* Action item *
Start at the line containing "Annotation task — pin every instance of the white" and transcribe every line exactly through the end of the records below, and only those lines.

Referring expression data:
──────
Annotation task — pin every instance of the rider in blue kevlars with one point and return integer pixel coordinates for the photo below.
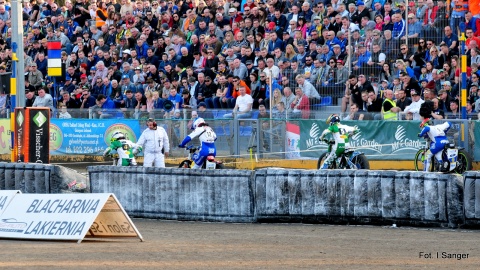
(206, 136)
(437, 135)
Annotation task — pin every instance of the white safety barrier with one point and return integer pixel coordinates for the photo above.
(64, 217)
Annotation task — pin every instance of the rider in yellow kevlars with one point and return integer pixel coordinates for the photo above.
(340, 134)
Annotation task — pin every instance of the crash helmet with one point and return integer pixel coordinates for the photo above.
(198, 122)
(117, 135)
(332, 119)
(425, 122)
──────
* Your solution *
Annotation task — pin every instance of the white safety barrier with one point and return integer pixel coordinates for the photo above.
(64, 217)
Annotation task — pin every instance of the rider in yellow kevlars with one point and return integer pixel coordinates for the photo above.
(340, 134)
Annotation task — pin every instance of the crash helmet with one point and return integer pixel coordinates for the photo above.
(198, 122)
(117, 135)
(332, 119)
(425, 122)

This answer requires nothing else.